Provided records »
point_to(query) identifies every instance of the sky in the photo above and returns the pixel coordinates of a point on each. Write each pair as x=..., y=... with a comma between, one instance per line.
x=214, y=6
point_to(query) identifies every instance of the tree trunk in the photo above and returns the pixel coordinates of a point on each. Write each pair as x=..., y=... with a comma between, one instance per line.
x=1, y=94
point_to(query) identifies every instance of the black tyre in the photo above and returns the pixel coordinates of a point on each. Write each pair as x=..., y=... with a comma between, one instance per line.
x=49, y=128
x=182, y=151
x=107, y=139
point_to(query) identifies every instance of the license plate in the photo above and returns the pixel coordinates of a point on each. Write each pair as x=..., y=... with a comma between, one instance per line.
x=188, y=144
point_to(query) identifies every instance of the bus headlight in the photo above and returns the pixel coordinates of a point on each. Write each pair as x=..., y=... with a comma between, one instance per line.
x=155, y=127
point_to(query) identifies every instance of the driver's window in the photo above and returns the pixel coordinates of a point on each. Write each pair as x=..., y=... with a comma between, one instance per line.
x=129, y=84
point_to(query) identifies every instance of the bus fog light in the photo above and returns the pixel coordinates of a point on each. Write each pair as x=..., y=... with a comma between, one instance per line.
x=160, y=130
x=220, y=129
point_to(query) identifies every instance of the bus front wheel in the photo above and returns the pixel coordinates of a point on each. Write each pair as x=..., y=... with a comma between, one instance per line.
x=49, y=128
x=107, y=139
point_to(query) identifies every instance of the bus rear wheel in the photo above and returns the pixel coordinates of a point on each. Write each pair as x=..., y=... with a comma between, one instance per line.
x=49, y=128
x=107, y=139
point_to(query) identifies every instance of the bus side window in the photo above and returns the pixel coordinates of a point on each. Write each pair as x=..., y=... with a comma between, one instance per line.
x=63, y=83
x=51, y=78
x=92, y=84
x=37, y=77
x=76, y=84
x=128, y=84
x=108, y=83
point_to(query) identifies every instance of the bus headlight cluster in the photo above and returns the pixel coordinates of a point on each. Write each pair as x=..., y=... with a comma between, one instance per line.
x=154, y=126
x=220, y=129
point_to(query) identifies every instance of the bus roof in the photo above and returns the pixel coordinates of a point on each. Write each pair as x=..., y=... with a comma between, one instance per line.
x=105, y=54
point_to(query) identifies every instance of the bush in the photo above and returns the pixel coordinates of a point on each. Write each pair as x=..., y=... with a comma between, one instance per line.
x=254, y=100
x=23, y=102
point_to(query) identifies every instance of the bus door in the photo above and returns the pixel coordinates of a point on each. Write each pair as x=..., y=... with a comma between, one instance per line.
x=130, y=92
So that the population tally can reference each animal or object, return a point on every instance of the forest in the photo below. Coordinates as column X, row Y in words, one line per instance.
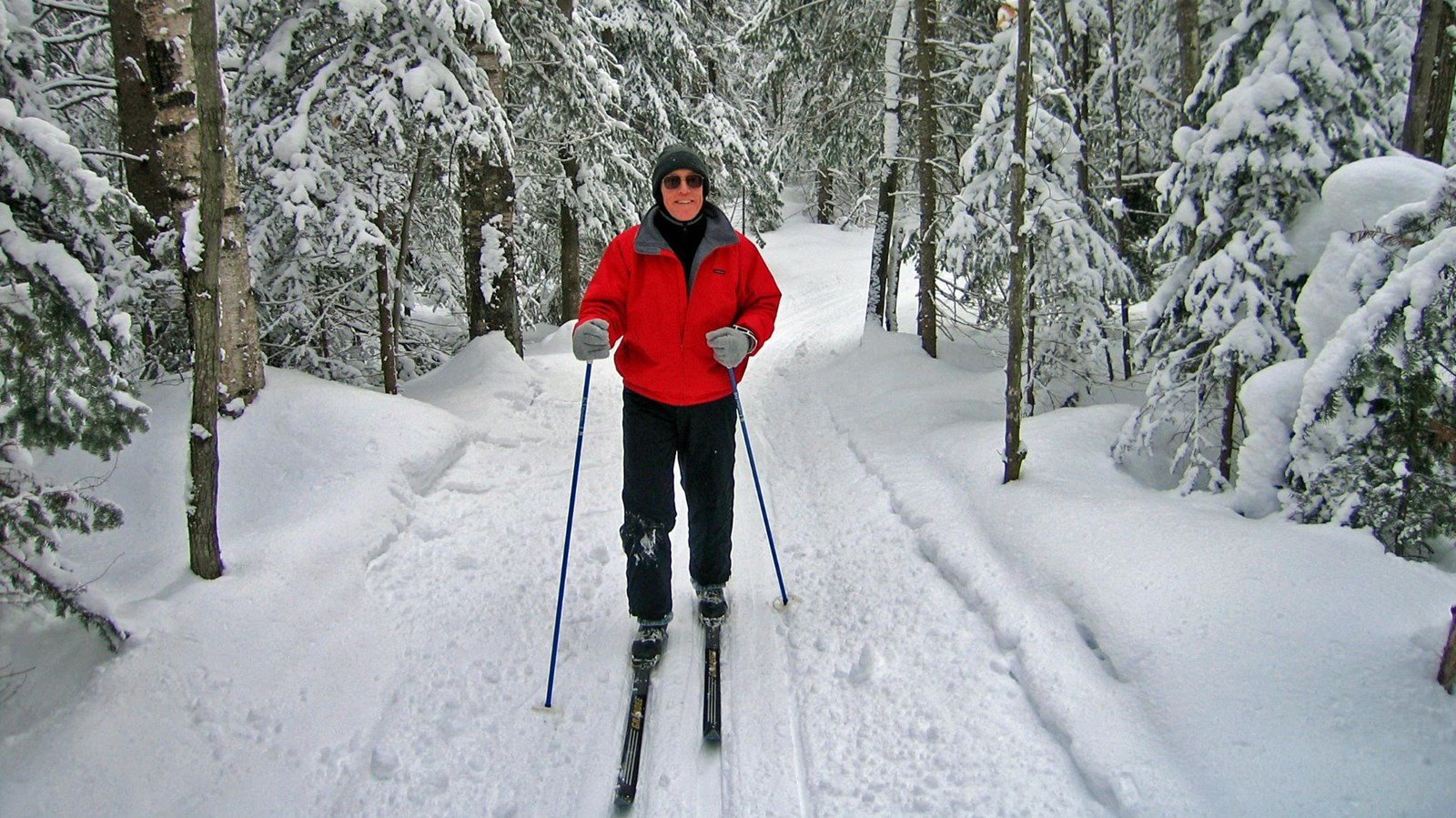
column 356, row 188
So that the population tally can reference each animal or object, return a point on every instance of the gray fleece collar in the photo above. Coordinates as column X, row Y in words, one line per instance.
column 718, row 233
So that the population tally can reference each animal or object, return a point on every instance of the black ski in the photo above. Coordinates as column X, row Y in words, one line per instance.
column 713, row 687
column 632, row 742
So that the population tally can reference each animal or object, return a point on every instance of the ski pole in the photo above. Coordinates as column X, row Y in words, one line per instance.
column 565, row 549
column 753, row 466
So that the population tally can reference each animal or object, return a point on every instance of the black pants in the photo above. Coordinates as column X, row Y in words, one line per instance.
column 701, row 439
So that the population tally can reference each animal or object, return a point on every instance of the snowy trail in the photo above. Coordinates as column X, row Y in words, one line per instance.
column 885, row 687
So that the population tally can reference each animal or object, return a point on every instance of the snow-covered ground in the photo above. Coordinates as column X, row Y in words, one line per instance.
column 1074, row 643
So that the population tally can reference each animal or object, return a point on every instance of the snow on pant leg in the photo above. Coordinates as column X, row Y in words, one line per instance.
column 706, row 459
column 648, row 449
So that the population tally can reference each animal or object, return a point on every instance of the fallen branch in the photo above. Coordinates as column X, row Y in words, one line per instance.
column 1448, row 674
column 67, row 601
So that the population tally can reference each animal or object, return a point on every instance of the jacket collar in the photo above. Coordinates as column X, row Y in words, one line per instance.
column 718, row 233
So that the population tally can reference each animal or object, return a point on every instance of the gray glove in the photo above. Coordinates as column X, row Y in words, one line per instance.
column 592, row 341
column 732, row 345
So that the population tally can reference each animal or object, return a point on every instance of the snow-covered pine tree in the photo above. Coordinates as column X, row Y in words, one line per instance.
column 335, row 101
column 1072, row 268
column 824, row 82
column 66, row 262
column 581, row 169
column 1280, row 105
column 1375, row 436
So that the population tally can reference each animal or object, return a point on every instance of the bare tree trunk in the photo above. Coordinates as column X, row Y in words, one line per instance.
column 1190, row 53
column 1446, row 676
column 386, row 296
column 1120, row 220
column 1016, row 453
column 1230, row 415
column 893, row 279
column 1433, row 70
column 926, row 22
column 823, row 196
column 388, row 359
column 488, row 217
column 137, row 119
column 880, row 293
column 880, row 303
column 204, row 293
column 570, row 242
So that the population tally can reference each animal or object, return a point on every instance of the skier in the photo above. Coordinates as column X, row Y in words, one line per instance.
column 686, row 296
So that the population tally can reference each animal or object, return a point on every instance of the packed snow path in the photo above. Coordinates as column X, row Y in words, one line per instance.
column 880, row 689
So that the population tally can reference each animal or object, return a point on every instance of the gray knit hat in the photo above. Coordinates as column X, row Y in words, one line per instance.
column 672, row 159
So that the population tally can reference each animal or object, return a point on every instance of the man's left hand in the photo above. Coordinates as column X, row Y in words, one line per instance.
column 730, row 344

Exercise objective » Rewrite the listing with every occurrence of "in the photo above" replaced by "in the image above", keeping everything else unchanged. Omit the pictures from your answer.

Exercise answer »
point_to(query) identifies every instance of the sky in the image above and returns the pixel coordinates of a point on each. Write each pair as x=..., y=... with a comma between, one instance per line.
x=214, y=6
point_to(query) identifies every instance of the tree trunk in the image above and returns the pixel coordinates of a point on each. Write each pair as x=..., y=... with a comma between, one instance per line.
x=1, y=94
point_to(query) identifies every instance of the black tyre in the image above and returns the pixel coordinates of a point on each. Write each pair as x=..., y=... with a comma between, one instance per line.
x=49, y=128
x=182, y=151
x=107, y=139
point_to(query) identifies every instance of the license plate in the image above and returns the pixel coordinates of a point on each. Write each pair as x=..., y=... with a comma between, one instance per line.
x=188, y=144
point_to(query) identifies every instance of the bus headlight in the image above and returns the pixel coordinates of a point on each. Write each pair as x=..., y=... with a comma between, one instance per line.
x=155, y=127
point_to(query) identifies every instance of the driver's window in the image above and returns the pixel coordinates of a point on each. Write each pair as x=..., y=... with a comma between, one instance per line.
x=129, y=84
point_to(query) identifies every instance of the bus fog light in the image above and returns the pixel coordinates of a point on each. Write each pair as x=..., y=... with a comma between, one instance per line.
x=160, y=130
x=220, y=129
point_to(query) identifies every instance of the bus front wheel in the image above and returns the pixel coordinates of a point on each. Write each pair as x=..., y=... with a comma between, one instance per line.
x=49, y=128
x=107, y=139
point_to(query) identifies every instance of the bus rear wheel in the image above and returns the pixel coordinates of a point on each. Write each pair as x=..., y=... with a comma between, one instance per line.
x=49, y=128
x=107, y=139
point_to(query) identifies every instance of the bus side window in the image above and returns the pixel coordinates of a point on each. Write each pair as x=..., y=... with a comma between, one instance per line.
x=63, y=83
x=51, y=78
x=92, y=84
x=37, y=77
x=76, y=84
x=128, y=84
x=108, y=83
point_to(query) identifies every instance of the bus headlight cluster in the image above and returns the pixel coordinates of a point on each. Write each pair as x=..., y=... with a comma between, one instance per line.
x=154, y=126
x=220, y=129
point_to(query) identifies every instance of the bus roof in the image above and returns the pixel coordinates of a point on each. Write each pair as x=..., y=... with a comma between, one instance per line.
x=105, y=54
point_to(query) identifies every instance of the bush in the image above and returns the pixel coordinates of a point on each. Write each pair as x=..., y=... with a comma between, one instance per line.
x=254, y=100
x=23, y=102
point_to(query) identifies every instance of the bus door in the image above and returns the pixel coordinates of a point on each. Write each pair as x=..., y=... with a comma between, one instance per line.
x=130, y=92
So that the population tally can reference each animal or object, return a point on every instance of the forest in the photo below. Coordinates as column X, row Y in words, one line per instance.
column 356, row 188
So that the population tally can reference each animal or object, return a point on every instance of the gray fleece collar in the image above. Coordinates as column X, row Y in words, one line per instance.
column 718, row 233
So that the population tally can reference each animal or object, return a point on every instance of the black ski in the image above. Coordinates as column X, row Y in words, one line per instance.
column 713, row 687
column 632, row 742
So that the population tally can reference each animal or object, return a point on every instance of the ski pole in the image above. Coordinates as column X, row Y in words, one line per instance.
column 565, row 549
column 753, row 466
So that the population tally can reference each animal or object, return a point on every instance of the black pants in the image above. Coordinates as column X, row Y in words, one line per instance.
column 701, row 439
So that the population tally can reference each animal or object, return a point on every instance of the snowy trail in the image above. Coordinates as column X, row Y in words, one line per instance.
column 885, row 687
So that the population tally can reference each animal or object, return a point on every instance of the snow-covered ground in the image above. Coordinates as column X, row Y in words, one line per instance.
column 1074, row 643
So that the population tally can reference each animal or object, return a point on every instance of the snow on pant leg in the image above. Coordinates as column X, row Y in words, one line per instance.
column 706, row 459
column 648, row 449
So that the population tally can reference each animal or object, return a point on every instance of the fallen branch in the image above. Coordinates as column X, row Y in words, one line per instance.
column 1448, row 674
column 67, row 601
So that the population tally can reference each animal or object, return a point on every instance of the jacket collar in the image above. Coordinates as column X, row Y in words, one line per instance.
column 718, row 233
So that the population tally can reference each animal or object, return a point on every instance of the gray glove in the image above. Coordinates as column X, row Y in words, one line per instance.
column 592, row 341
column 732, row 345
So that the population tally can reference each animal or object, return a point on every instance of the snow-covered pine tree in the image above. Coordinates as column X, row Y in words, one line per instance.
column 335, row 101
column 1072, row 268
column 824, row 82
column 66, row 262
column 581, row 169
column 1280, row 105
column 1375, row 436
So that the population tally can reference each animal or object, return a point on every instance of the bare tree trunk in the image above. Coordinates as column X, row Y in words, one line per instance.
column 1190, row 53
column 1446, row 676
column 386, row 296
column 1120, row 220
column 1016, row 453
column 1230, row 415
column 893, row 279
column 1433, row 70
column 926, row 22
column 823, row 196
column 388, row 359
column 488, row 217
column 137, row 119
column 880, row 293
column 880, row 303
column 204, row 293
column 570, row 242
So that the population tally can reference each animal or object, return a point on every instance of the skier in the image above. Coordinates as column X, row Y in words, one line per instance.
column 686, row 296
So that the population tally can reference each animal or object, return a point on every instance of the packed snow path in the image above. Coordinates as column X, row Y in words, one line per instance.
column 880, row 689
So that the population tally can reference each animal or object, return a point on every instance of the gray knit hat in the image above. Coordinates as column X, row Y in words, one line per instance.
column 672, row 159
So that the population tally can reference each animal or object, return a point on every instance of the man's left hand in the image above. Coordinates as column X, row Y in words, one line per instance.
column 730, row 344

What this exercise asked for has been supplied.